- [Compiti da svolgere]
• a. Nel testo sull'incidente della funivia di Stresa, elenca tutte le infrastrutture di trasporto da tenere in sicurezza citate con la loro estensione o il loro numero.
• b. Ricopia alla lettera la parte del testo sull'incidente della funivia di Stresa compresa tra "Il gravissimo incidente" e "e della viabilità.", estremi inclusi.

- [Testo di riferimento]
..............................

Il gravissimo incidente dalla funivia Stresa-Mottarone nel Verbano precipitata con a bordo 15 persone e che al momento conta 14 morti, ripropone con forza il tema della sicurezza nel settore dei trasporti e della viabilità.
Dopo i recenti crolli dei ponti stradali, i deragliamenti ferroviari ed ora della Funivia di Stresa, appare sempre più evidente che tenere in sicurezza 6.700 chilometri di rete autostradale, 132mila chilometri di strade provinciali, 35mila chilometri di rete ferroviaria e 1.700 funivie diventa sempre più complicato. Appare evidente che sono insufficienti le risorse e i tecnici per le manutenzioni delle reti stradali e ferroviarie, inadeguati i sistemi di vigilanza ministeriali dell’Ansfisa (Agenzia nazionale per la sicurezza delle ferrovie e delle infrastrutture stradali e autostradali). L’organo di vigilanza che recentemente ha unificato il settore stradale e quello ferroviario, lasciando nell’Ustif (Ufficio speciale trasporti a impianti fissi) gli impianti a fune e pochi tecnici.
Una grande ombra incombe sulla gestione del ministero dei Trasporti da poco diventato della Mobilità Sostenibile. Ministero che continua a proporre nuove opere senza curare la manutenzione di quelle già esistenti e vigilare sulla loro sicurezza. Il disastro di Stresa evidenzia un enorme problema di sicurezza legato agli impianti a fune con una aggravante che ha dell’incredibile. Un decreto ministero delle Infrastrutture e dei trasporti del 25 gennaio 2021, n. 28 (ministra dei Trasporti Paola De Micheli) istituisce una proroga di un anno delle scadenze delle revisioni generali e speciali quinquennali per gli impianti a fune.

..............................

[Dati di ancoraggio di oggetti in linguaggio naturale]
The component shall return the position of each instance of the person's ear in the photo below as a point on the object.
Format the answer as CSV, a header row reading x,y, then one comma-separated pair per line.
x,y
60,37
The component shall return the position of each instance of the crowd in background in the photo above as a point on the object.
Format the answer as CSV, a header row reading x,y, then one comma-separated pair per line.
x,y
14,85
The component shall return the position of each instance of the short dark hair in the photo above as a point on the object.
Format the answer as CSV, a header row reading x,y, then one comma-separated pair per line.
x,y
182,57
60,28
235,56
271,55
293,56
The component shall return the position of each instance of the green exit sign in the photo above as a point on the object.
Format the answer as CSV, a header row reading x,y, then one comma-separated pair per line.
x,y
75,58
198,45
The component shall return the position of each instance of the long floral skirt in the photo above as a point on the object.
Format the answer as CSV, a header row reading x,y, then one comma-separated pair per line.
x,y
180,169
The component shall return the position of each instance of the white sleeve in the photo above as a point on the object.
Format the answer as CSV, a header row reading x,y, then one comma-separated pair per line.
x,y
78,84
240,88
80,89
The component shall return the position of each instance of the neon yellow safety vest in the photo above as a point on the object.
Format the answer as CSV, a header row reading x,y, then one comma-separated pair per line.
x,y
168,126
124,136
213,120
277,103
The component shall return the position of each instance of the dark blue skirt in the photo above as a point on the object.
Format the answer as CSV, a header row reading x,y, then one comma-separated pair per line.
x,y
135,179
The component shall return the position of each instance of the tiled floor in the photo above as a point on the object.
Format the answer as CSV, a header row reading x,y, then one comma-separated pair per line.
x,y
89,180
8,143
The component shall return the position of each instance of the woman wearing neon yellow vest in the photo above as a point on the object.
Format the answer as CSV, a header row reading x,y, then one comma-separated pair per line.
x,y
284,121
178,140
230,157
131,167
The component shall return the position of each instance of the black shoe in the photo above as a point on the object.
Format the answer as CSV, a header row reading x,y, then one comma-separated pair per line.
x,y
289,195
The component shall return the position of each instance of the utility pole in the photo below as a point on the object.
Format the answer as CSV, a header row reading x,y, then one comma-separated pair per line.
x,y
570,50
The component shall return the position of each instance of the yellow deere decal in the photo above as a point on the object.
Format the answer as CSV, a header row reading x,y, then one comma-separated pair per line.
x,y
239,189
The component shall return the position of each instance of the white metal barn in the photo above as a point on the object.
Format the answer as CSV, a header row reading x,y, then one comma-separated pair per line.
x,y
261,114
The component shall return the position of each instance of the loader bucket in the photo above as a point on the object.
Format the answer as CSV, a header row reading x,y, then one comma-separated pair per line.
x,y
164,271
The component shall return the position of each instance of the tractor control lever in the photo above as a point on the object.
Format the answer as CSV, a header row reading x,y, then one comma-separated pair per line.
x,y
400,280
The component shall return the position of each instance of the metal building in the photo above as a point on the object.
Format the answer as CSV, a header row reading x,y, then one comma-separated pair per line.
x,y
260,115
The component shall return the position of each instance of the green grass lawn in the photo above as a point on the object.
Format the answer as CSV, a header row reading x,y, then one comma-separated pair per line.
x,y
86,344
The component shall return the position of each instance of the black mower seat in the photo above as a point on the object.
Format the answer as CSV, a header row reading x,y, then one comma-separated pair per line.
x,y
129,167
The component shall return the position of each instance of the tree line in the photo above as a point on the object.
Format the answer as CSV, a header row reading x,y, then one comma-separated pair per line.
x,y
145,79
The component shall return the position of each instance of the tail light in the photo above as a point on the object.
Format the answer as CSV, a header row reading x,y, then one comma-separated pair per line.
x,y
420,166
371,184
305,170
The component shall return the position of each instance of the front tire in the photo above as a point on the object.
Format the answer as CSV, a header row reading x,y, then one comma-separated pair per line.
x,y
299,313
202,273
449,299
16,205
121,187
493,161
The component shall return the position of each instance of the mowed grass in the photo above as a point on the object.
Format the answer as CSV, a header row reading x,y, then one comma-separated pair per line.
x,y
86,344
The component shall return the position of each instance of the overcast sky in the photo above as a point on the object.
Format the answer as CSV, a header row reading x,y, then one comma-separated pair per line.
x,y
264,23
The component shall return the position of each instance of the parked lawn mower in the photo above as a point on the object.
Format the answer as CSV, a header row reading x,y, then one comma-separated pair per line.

..............................

- [Soluzioni dell'esercizio]
• a.
- rete autostradale: 6.700 chilometri
- strade provinciali: 132mila chilometri
- rete ferroviaria: 35mila chilometri
- funivie: 1.700

• b.
Il gravissimo incidente dalla funivia Stresa-Mottarone nel Verbano precipitata con a bordo 15 persone e che al momento conta 14 morti, ripropone con forza il tema della sicurezza nel settore dei trasporti e della viabilità.